(Requirements)
Reproduce all of the data below line for line, without changing anything.

(Supplied material)
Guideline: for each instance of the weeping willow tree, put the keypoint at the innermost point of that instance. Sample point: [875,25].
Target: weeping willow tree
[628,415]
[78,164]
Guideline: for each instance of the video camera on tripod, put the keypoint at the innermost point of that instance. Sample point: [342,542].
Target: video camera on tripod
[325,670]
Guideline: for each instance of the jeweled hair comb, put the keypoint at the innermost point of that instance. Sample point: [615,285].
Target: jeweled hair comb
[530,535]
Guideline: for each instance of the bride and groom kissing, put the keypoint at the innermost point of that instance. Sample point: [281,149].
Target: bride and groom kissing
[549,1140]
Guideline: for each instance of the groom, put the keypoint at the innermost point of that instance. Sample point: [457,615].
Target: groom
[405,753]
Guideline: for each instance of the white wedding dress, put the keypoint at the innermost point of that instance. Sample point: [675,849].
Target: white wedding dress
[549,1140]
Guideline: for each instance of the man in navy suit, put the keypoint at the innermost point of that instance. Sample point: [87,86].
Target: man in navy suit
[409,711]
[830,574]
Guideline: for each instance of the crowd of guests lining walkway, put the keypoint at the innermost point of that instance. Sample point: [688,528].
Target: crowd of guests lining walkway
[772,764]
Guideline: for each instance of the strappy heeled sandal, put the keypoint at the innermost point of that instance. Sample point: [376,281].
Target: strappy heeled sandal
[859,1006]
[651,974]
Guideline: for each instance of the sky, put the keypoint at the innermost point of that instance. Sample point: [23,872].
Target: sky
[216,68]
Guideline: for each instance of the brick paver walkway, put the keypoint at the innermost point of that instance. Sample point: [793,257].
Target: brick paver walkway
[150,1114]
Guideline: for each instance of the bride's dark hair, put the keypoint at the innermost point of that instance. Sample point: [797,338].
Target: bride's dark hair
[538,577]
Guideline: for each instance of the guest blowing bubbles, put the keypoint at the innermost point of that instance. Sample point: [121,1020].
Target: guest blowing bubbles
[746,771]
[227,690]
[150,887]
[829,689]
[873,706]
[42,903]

(Solution)
Guideline: for each instance of the weeping willow tree, put the keypoint at the innermost point of that instance. Sample point: [875,25].
Target: weeping willow tree
[628,415]
[78,164]
Guideline: for each instance of the video camera on tripod, put the keypoint at the innermost point of that instance. Sample point: [342,542].
Target: video camera on tripod
[325,670]
Guideline: for each instance of the jeweled hair comb, put the keypoint at the innermost point of that instance. Sample point: [615,285].
Target: jeweled hair comb
[530,535]
Guideline: for each instance of the bride and groom kissing, put the keypoint at the innermost point of that instance. Sample point: [281,149].
Target: bride and groom kissing
[549,1140]
Guideline: for each instance of the groom, put the keypoint at the innermost point of that instance. Sample point: [457,615].
Target: groom
[405,753]
Guideline: for each instance of the white wedding dress, put the keypoint at the innermost point of that instance. Sample point: [675,849].
Target: white wedding dress
[549,1140]
Guideline: for each instance of the man in navy suit, put the keypoint at the innermost point of that instance. Sample point: [87,86].
Target: man in navy suit
[409,711]
[830,574]
Guideline: for each instance of the crowd of guests lining walkway, put the keypoint at the innermost point of that instance. Sample point: [688,528].
Target: crowd of guests lining walkway
[772,764]
Guideline: for each instance of the strappy heeled sandal, put the keypoint at the innermost point of that instance. Sample point: [376,281].
Target: strappy heeled sandal
[859,1006]
[651,974]
Guideline: for each instance of the sky, put the keypoint at the innermost point of that instance. Sample point: [23,872].
Target: sky
[216,68]
Guideline: for each instance of the brick paver walkway, put the keypoint at the innermost point of that instance. Sample point: [793,257].
Target: brick paver walkway
[150,1114]
Guideline: for each instance of the bride's dark hair, put the keypoint at the innermost point of that instance. Sample point: [797,338].
Target: bride's dark hair
[538,577]
Guideline: for each instance of the guest blowing bubbles, put the keypoint at the innermost point of that instance. Sample point: [121,1020].
Target: guest blowing bubbles
[746,771]
[227,690]
[150,887]
[829,689]
[873,706]
[42,903]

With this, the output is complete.